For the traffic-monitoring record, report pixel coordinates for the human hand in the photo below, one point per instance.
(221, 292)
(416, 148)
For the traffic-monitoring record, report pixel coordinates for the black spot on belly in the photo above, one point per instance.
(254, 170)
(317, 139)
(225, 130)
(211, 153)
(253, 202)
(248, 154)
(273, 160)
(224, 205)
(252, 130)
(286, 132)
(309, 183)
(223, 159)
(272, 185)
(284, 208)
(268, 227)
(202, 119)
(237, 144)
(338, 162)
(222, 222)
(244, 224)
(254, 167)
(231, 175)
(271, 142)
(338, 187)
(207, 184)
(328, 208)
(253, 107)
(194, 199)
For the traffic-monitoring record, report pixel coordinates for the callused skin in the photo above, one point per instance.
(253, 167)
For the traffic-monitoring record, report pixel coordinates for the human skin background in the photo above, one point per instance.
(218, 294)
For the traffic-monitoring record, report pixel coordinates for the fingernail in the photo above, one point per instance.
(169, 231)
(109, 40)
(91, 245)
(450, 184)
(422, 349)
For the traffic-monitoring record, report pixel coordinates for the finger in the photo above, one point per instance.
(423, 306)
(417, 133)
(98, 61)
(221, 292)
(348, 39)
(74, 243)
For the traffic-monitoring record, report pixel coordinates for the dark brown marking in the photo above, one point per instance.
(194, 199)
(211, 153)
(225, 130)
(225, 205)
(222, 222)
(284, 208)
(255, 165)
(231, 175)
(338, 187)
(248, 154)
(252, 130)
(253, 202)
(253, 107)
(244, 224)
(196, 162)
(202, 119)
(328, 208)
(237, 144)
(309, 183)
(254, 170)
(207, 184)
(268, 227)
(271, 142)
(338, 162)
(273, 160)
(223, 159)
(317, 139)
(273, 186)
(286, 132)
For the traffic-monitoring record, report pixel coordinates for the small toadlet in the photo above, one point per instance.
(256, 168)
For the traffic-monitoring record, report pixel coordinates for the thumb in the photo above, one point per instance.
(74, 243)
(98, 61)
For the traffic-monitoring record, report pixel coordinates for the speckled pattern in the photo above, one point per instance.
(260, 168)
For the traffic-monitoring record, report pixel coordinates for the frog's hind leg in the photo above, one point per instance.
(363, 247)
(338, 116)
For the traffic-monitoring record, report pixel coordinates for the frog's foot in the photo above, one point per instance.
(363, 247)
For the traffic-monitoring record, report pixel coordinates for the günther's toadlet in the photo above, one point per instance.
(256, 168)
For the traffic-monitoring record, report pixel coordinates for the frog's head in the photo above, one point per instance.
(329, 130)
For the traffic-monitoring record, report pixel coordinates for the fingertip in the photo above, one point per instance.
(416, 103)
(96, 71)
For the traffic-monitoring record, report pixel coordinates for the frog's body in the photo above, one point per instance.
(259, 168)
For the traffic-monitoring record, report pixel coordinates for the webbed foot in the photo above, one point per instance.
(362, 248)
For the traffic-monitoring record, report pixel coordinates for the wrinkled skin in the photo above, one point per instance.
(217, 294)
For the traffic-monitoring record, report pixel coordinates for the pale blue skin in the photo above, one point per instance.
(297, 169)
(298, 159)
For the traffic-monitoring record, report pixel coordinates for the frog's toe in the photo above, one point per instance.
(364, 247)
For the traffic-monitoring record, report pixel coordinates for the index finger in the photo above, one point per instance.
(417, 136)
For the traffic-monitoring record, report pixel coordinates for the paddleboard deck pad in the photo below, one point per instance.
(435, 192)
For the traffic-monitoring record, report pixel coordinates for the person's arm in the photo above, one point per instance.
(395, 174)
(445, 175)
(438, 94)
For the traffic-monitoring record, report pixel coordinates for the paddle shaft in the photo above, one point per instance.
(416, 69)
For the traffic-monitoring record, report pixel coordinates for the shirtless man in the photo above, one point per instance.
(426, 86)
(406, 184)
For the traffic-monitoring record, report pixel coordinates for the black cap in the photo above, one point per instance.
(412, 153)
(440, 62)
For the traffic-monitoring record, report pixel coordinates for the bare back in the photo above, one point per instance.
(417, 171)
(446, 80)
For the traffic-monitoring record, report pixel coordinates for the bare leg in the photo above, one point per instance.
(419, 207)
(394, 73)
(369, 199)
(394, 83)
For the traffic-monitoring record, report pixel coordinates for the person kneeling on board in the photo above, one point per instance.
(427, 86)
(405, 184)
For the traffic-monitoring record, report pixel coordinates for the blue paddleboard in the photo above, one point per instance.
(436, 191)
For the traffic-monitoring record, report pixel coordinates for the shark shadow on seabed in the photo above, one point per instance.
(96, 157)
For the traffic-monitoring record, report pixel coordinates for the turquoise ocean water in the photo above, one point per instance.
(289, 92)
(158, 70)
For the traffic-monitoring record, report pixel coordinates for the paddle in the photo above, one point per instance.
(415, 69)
· · · ·
_THE EXERCISE_.
Copy the entries above word for word, starting at the line that contains "the paddle in" and ending at the last line of the entries, both included.

_WRITTEN ANSWER_.
For the traffic-monitoring record, report pixel coordinates for the paddle in the photo above, one point per instance.
(415, 69)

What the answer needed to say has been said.